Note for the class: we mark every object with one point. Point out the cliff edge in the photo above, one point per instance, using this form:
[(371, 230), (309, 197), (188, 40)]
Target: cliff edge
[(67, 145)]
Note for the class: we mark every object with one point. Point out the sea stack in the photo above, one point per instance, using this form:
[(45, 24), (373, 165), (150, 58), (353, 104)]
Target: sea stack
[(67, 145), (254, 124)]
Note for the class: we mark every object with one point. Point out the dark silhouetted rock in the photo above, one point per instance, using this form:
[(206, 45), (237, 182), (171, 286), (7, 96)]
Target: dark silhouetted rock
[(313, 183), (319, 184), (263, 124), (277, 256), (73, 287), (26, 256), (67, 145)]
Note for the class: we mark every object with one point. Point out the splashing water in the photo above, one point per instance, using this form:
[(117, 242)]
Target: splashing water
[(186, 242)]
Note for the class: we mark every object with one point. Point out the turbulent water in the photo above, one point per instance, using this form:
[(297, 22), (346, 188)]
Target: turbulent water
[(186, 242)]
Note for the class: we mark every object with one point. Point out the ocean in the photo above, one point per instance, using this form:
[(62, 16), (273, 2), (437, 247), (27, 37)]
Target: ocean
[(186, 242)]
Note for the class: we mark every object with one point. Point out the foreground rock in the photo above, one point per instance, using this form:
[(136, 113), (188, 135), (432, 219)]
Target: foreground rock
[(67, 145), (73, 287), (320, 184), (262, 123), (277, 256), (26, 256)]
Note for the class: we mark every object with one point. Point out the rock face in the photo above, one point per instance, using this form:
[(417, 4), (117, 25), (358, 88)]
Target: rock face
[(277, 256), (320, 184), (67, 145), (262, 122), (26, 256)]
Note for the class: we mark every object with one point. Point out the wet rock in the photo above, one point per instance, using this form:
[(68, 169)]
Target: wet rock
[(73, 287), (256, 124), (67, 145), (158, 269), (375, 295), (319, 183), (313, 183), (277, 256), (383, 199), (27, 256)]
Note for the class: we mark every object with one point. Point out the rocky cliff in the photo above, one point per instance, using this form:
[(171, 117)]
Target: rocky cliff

* * *

* GIVEN PROBLEM *
Copy out all the entries above, swapping each "Note for the class" for "Note for the group" and leaving the rest untouched.

* RESPONSE TO THIS EXERCISE *
Note for the group: we mark every object with one point. Point out the cliff edge in the photo above, one point per instance, using this form:
[(371, 230), (309, 197), (188, 40)]
Target: cliff edge
[(67, 145)]
Note for the group: we mark every object with one point. Point out the sea stack in the photo above, one point per instance, using this form:
[(45, 24), (373, 165), (150, 58), (353, 104)]
Target: sea stack
[(67, 145), (254, 124)]
Note for the group: we mark every object with one point. Point out the dark silhouetted rock in the photo above, one point per instance, using this form:
[(206, 45), (237, 182), (171, 286), (7, 96)]
Target: dark silhouetted rock
[(313, 183), (319, 184), (263, 124), (277, 256), (73, 287), (26, 256), (67, 145)]
Note for the group: we mark every object with one point. Point out the splashing water in the photo above, one point per instance, using this form:
[(117, 242)]
Target: splashing water
[(186, 242)]
Note for the group: we mark every object with one point. Point out the turbulent water in the photo above, one point per instance, using this form:
[(297, 22), (346, 188)]
Target: turbulent water
[(186, 242)]
Note for the group: we mark every object with one point. Point out the ocean in the photo above, one point per instance, using this form:
[(62, 16), (273, 2), (437, 247), (27, 37)]
Target: ocean
[(186, 242)]
Note for the group: we mark every object with one point. Point out the foreground rock in the photo above, one point per instance, using this form:
[(136, 113), (188, 135), (432, 219)]
Target: foreground rock
[(67, 145), (73, 287), (320, 184), (262, 123), (277, 256), (26, 256)]
Note for the group: we mark every object with one point. Point out the rock face in the photo above, one point per instance, using this form:
[(417, 4), (117, 25), (358, 88)]
Target: rock face
[(277, 256), (320, 184), (67, 145), (262, 122), (26, 256)]
Note for the group: we mark every object with one point. Point out the wet rock in the photo above, one point per instance, using this form:
[(68, 169)]
Target: wet rock
[(73, 287), (256, 124), (67, 145), (158, 269), (375, 295), (319, 183), (313, 183), (277, 256), (383, 199), (27, 256)]
Note for the group: we mark every object with one point. Point out the rocky cliff in the photo above, one point per instance, using this form:
[(171, 117)]
Target: rocky cliff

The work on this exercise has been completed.